◆ **Problem A**:
Answer these questions from the excerpt on NATO and the pandemic:
(i) What kind of diplomacy has China been practicing since the COVID-19 outbreak in Europe?
(ii) What does Stoltenberg call the best response to disinformation?
(iii) What percentage is the defense spending target mentioned?
◆ **Problem B**:
Can you return, word for word, the stretch of the excerpt on NATO and the pandemic from "Since the beginning" through "across the bloc."?
◆ **Problem C**:
Could you pick up the excerpt on NATO and the pandemic after its last sentence and carry it on?

Selected text section start

Since the beginning of the COVID-19 outbreak in Europe, China has been practising ‘mask diplomacy’, while Russia made attempts to change the country’s narrative across the bloc.
Asked whether this is a source of concern to NATO, Stoltenberg said NATO members need “to take seriously any attempt to utilise the health crisis to convey false narratives, disinformation and propaganda”.
“The best response we have to disinformation is a free and independent press. Journalists asking the difficult questions, journalists checking their sources. That’s the best way to make sure that those who are trying to convey disinformation campaigns don’t succeed,“ he added.
Meanwhile, Europe is set to face a severe recession after the pandemic is over and this will put a heavy strain on national budgets. Asked whether NATO will be willing to reconsider the national contributions to the 2% defence spending target, Stoltenberg said that currently “everyone is focused on how to save lives and that’s the main task”.

Selected text section end
Supplied material section start

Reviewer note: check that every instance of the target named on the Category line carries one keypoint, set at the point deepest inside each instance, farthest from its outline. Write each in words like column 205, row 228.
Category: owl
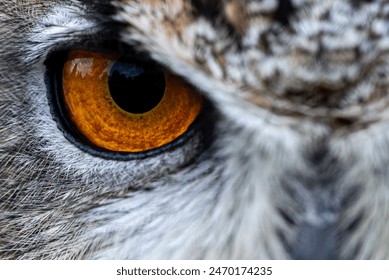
column 194, row 129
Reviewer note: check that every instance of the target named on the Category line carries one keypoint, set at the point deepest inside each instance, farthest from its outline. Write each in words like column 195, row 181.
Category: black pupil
column 136, row 88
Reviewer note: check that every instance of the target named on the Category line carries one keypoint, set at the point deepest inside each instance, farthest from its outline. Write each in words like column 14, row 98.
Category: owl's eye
column 122, row 105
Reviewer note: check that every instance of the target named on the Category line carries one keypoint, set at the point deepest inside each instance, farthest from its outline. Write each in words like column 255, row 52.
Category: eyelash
column 60, row 111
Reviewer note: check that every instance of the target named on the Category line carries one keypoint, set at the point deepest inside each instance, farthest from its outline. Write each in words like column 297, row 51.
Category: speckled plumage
column 289, row 162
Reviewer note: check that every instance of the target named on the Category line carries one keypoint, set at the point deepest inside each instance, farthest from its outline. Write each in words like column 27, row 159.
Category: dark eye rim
column 53, row 79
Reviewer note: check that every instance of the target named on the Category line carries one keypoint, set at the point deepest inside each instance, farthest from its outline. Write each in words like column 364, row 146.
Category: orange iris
column 92, row 109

Supplied material section end

◆ **Response area A**:
(i) 'Mask diplomacy'
(ii) A free and independent press
(iii) 2%

◆ **Response area B**:
Since the beginning of the COVID-19 outbreak in Europe, China has been practising ‘mask diplomacy’, while Russia made attempts to change the country’s narrative across the bloc.

◆ **Response area C**:
Stoltenberg emphasised that NATO’s military capabilities are also relevant in dealing with a health crisis, which is why defence spending can “provide the civil society with a surged capability that can be utilised in crises like these” in which “military personnel is helping health workers on the front-line all the time”.
At the same time, a dedicated EU military task force will be set up to support the coordination of national armed forces in the fight against the coronavirus pandemic. However, it is unclear whether and how efforts could be coordinated on EU-NATO level to avoid duplication.